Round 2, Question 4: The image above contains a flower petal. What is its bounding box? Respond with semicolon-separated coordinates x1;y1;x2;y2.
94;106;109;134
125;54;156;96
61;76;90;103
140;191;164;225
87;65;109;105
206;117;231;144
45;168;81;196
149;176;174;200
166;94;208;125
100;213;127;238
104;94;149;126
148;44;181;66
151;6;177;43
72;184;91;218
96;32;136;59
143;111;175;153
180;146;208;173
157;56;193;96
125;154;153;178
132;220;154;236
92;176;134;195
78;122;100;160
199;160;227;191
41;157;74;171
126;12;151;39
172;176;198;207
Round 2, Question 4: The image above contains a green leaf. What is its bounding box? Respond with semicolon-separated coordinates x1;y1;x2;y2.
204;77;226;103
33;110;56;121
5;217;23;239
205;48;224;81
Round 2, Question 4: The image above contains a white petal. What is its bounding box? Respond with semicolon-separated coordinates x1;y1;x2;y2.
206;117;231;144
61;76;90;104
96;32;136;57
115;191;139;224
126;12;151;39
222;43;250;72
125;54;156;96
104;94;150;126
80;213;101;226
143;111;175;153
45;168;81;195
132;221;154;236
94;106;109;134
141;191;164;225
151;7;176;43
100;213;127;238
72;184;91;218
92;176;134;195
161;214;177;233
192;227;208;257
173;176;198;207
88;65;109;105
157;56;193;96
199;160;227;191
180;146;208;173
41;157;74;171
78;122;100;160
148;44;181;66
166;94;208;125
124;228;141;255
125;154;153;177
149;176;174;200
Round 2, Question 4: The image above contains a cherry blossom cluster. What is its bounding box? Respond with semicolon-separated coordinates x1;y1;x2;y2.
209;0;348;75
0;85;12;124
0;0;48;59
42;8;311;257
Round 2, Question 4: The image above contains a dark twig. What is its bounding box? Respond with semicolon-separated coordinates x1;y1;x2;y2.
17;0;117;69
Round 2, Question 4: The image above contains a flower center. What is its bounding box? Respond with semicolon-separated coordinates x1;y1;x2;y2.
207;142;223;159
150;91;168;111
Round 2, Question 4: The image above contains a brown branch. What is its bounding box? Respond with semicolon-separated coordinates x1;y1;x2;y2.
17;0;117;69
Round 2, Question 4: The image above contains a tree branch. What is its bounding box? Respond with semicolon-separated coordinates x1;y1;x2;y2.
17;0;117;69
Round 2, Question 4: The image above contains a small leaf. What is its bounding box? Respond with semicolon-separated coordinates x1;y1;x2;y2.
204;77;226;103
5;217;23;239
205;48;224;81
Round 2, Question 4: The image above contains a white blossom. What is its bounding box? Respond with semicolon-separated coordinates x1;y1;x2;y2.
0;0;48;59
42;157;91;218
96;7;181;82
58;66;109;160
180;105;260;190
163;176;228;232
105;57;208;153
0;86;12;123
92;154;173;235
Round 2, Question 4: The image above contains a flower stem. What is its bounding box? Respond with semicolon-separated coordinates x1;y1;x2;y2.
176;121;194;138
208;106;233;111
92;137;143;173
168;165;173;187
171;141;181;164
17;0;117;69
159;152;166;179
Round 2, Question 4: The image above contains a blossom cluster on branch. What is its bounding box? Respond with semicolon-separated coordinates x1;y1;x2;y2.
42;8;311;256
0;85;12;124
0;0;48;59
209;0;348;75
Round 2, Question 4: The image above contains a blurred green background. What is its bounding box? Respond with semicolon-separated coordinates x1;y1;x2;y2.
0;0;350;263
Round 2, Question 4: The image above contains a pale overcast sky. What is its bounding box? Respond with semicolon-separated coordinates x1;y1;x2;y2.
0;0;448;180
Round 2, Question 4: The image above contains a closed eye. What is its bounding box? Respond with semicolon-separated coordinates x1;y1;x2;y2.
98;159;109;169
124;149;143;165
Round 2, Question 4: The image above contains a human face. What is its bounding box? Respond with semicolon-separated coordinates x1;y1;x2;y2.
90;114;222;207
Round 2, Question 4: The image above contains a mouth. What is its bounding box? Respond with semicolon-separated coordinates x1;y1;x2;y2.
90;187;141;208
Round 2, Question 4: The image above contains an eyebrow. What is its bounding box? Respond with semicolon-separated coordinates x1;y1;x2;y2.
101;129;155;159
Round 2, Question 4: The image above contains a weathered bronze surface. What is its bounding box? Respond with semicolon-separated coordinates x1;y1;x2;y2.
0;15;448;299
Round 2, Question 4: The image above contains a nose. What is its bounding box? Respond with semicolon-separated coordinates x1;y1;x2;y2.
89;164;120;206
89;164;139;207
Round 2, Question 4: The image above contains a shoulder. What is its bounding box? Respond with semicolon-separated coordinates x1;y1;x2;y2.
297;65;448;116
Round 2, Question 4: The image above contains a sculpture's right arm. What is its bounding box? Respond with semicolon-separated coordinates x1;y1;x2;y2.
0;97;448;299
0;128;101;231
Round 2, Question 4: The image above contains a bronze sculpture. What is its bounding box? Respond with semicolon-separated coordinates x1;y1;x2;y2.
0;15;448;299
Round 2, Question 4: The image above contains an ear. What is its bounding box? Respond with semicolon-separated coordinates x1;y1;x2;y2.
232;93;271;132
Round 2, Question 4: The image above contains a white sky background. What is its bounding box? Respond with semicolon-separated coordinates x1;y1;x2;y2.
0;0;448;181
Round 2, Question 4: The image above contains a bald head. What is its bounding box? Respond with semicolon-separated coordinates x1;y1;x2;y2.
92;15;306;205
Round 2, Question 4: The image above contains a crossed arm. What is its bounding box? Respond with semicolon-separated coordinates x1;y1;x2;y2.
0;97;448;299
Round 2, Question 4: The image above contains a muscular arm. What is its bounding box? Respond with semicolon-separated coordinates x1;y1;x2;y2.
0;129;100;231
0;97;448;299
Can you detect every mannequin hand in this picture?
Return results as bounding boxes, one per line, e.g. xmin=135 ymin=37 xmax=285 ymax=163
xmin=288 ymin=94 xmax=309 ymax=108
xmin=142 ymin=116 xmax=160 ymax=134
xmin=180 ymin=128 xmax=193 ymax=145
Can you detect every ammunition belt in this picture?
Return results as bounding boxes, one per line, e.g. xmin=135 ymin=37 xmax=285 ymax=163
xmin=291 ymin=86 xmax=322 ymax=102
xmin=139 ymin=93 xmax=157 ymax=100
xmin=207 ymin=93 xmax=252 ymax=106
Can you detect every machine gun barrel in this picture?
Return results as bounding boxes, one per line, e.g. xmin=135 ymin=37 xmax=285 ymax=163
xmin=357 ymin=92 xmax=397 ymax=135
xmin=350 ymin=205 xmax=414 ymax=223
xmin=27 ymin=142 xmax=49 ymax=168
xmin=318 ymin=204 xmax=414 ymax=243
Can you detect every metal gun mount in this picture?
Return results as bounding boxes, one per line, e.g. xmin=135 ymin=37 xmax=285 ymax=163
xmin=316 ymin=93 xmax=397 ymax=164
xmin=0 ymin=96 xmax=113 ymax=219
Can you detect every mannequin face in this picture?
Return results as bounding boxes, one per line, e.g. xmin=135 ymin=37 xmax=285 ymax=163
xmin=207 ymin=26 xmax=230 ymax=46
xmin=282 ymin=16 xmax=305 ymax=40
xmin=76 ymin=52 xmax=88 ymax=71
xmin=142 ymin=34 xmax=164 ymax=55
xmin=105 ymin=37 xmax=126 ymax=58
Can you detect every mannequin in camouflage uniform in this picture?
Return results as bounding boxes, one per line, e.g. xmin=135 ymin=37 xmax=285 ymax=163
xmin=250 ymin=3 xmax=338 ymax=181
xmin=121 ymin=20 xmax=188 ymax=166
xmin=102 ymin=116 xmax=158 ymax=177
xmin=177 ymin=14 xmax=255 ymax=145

========

• [PROMPT]:
From the line with "Round 2, Question 4: The image above contains a muscular" to the line with "xmin=105 ymin=37 xmax=126 ymax=58" in the listing above, give each line as one string in a JSON list, leaving out any blank lines.

• [EXERCISE RESPONSE]:
[
  "Round 2, Question 4: The image above contains a muscular arm. What is its bounding box? Respond with semicolon-separated coordinates x1;y1;x2;y2.",
  "0;129;100;231",
  "0;97;448;299",
  "Can you detect every mannequin hand in this picture?",
  "Return results as bounding boxes, one per line, e.g. xmin=135 ymin=37 xmax=285 ymax=163",
  "xmin=288 ymin=94 xmax=309 ymax=108",
  "xmin=142 ymin=116 xmax=160 ymax=134",
  "xmin=180 ymin=128 xmax=193 ymax=145",
  "Can you detect every ammunition belt in this picture?",
  "Return results as bounding boxes, one per line, e.g. xmin=135 ymin=37 xmax=285 ymax=163",
  "xmin=291 ymin=86 xmax=322 ymax=102",
  "xmin=139 ymin=93 xmax=157 ymax=100",
  "xmin=207 ymin=93 xmax=252 ymax=106",
  "Can you detect every machine gun barrel in this picture?",
  "Return results as bounding boxes, one per line, e.g. xmin=135 ymin=37 xmax=285 ymax=163",
  "xmin=357 ymin=92 xmax=397 ymax=135",
  "xmin=350 ymin=205 xmax=414 ymax=223",
  "xmin=27 ymin=142 xmax=49 ymax=168",
  "xmin=318 ymin=204 xmax=414 ymax=243",
  "Can you detect every metal gun mount in this picture?",
  "Return results as bounding boxes, one per line, e.g. xmin=135 ymin=37 xmax=285 ymax=163",
  "xmin=316 ymin=93 xmax=397 ymax=164",
  "xmin=0 ymin=96 xmax=113 ymax=219",
  "Can you detect every mannequin face in this picture?",
  "Return results as bounding boxes, one per line, e.g. xmin=135 ymin=37 xmax=285 ymax=163",
  "xmin=207 ymin=26 xmax=230 ymax=46",
  "xmin=282 ymin=16 xmax=305 ymax=40",
  "xmin=76 ymin=52 xmax=88 ymax=71",
  "xmin=142 ymin=34 xmax=164 ymax=55",
  "xmin=105 ymin=37 xmax=126 ymax=58"
]